-- Begin --
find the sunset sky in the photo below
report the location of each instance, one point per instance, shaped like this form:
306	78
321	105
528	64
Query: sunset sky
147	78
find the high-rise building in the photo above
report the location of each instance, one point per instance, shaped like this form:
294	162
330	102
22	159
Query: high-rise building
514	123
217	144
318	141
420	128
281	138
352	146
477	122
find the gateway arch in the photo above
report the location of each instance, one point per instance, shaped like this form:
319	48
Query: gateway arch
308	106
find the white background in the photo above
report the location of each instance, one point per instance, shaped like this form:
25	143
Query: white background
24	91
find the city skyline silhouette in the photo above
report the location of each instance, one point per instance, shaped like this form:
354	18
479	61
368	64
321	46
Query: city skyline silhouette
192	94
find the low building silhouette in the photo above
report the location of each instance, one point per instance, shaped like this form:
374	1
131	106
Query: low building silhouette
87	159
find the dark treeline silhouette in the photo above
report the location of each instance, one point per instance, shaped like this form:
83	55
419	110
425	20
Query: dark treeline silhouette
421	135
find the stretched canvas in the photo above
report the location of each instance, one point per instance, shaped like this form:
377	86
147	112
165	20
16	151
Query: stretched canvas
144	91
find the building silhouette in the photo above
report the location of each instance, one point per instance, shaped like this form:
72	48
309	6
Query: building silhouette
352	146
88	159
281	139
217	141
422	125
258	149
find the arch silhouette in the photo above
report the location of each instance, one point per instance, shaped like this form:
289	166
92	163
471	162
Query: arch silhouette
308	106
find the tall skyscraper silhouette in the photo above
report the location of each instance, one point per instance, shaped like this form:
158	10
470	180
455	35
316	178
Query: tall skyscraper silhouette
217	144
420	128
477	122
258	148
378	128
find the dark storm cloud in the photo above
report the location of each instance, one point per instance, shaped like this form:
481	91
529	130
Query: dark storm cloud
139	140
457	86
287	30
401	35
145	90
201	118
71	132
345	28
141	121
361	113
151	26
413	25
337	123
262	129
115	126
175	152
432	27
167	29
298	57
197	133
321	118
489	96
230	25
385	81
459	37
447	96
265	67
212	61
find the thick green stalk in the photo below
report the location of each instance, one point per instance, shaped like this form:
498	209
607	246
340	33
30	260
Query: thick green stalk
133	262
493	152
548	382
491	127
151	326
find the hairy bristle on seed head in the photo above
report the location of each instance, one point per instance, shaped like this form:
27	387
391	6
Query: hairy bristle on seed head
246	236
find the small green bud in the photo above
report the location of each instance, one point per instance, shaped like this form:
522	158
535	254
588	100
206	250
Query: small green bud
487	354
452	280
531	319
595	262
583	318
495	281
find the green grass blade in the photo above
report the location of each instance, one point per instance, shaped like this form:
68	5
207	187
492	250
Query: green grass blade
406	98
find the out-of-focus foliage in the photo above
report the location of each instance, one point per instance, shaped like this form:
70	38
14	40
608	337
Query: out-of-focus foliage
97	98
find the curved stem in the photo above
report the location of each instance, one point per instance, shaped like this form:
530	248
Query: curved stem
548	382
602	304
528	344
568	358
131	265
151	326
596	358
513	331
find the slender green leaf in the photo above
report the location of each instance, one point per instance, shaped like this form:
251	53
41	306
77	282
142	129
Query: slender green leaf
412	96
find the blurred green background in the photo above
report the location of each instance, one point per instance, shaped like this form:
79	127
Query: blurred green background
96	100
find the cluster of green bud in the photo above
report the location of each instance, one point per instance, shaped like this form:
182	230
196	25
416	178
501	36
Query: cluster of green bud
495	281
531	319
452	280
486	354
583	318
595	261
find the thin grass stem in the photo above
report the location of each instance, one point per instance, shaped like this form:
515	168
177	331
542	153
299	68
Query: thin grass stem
-- End --
Type the whole listing again, unaltered.

find the sunset sky in the photo below
report the location of each instance, one point per instance, shaped like this form:
306	78
321	105
528	64
Query: sunset sky
147	78
find the high-rise building in the photo above
report the location of each instance, one point per instance, shaped like this form:
294	162
330	102
22	159
Query: high-rise building
514	123
217	144
318	141
420	128
281	138
352	146
477	122
find the gateway arch in the photo above
report the location of each instance, one point per instance, shaped like this form:
319	48
Query: gateway arch
308	106
find the white background in the photo above
report the location of each instance, one point per instance, shaped like this form:
25	143
Query: white background
24	91
find the city skyline silhouette in the photo above
report the location of each instance, one point per instance, shaped like this form:
354	18
479	61
368	64
321	46
Query: city skyline silhouette
192	94
find the low building silhouette in the photo above
report the location of each instance, one point per instance, shaped like this form:
374	1
131	106
Query: low building silhouette
87	159
find the dark treeline silhouette in the photo above
report the location of each instance, one point per instance, shaped like this form:
83	55
419	110
425	20
Query: dark treeline silhouette
421	135
find the stretched canvas in the photo above
report the location of each instance, one point per instance, shaped like this form:
377	86
147	112
165	20
16	151
Query: stretched canvas
144	91
find the building silhouette in the photo above
report the location of each instance, one point per instance, shaped like this form:
72	48
309	6
Query: building silhouette
352	146
88	159
281	139
217	141
422	125
258	149
find the arch silhouette in the photo above
report the location of each instance, one point per instance, shaped like this form:
289	166
92	163
471	162
Query: arch silhouette
308	106
find the tall skyscraper silhouette in the photo above
report the location of each instance, one point per instance, shaped like this form:
158	10
470	180
455	35
316	178
Query: tall skyscraper silhouette
217	144
420	128
477	122
258	148
378	128
find the dark storm cloud in the photo above
report the location of each instance, one point per instance, shaped like this form:
481	91
529	130
Query: dark storm cloud
139	140
457	86
287	30
401	35
145	90
201	118
71	132
345	28
141	121
361	113
151	26
413	25
337	123
262	129
115	126
175	152
432	27
167	29
298	57
197	133
321	118
489	96
230	25
385	81
459	37
447	96
265	67
212	61
find the thick green stalk in the photo below
report the location of each instance, one point per instance, shaped like this form:
498	209
607	246
340	33
30	260
Query: thick green stalk
133	262
493	152
548	382
491	127
151	326
find the hairy bristle on seed head in the photo above
report the location of each instance, one point per instance, shaped like this form:
27	387
391	6
Query: hairy bristle on seed head
246	236
find the small green bud in the photo above
report the location of each instance, one point per instance, shaped like this form:
522	158
535	254
588	100
206	250
Query: small green bud
487	354
452	280
531	319
595	262
583	318
495	281
find the green grass blade in the photo above
report the location of each instance, one point per instance, shaped like this form:
68	5
207	187
492	250
Query: green grass blade
406	98
find the out-of-focus foliage in the photo above
report the location of each instance, one point per instance, shaped like this form:
70	38
14	40
608	337
Query: out-of-focus foliage
97	98
find the curved stem in the photo above
report the location of each instance, one point per instance, shaped like this form:
530	248
Query: curved stem
548	382
602	304
528	344
568	358
131	265
151	326
596	358
513	331
find the slender green leaf in the photo above
report the location of each instance, one point per instance, shaped like this form:
251	53
41	306
77	282
142	129
Query: slender green leaf
412	96
find the blurred green background in the photo above
report the location of each instance, one point per instance, shaped like this form:
79	127
Query: blurred green background
96	100
find the cluster of green bud in the photo above
report the location of each instance, one point per instance, shaped like this form:
182	230
196	25
416	178
501	36
Query: cluster of green bud
495	281
531	319
452	280
486	354
583	318
595	261
find the thin grass stem in the photo above
report the location of each instance, one point per instance, shaped like this form:
515	168
177	331
542	153
299	68
Query: thin grass stem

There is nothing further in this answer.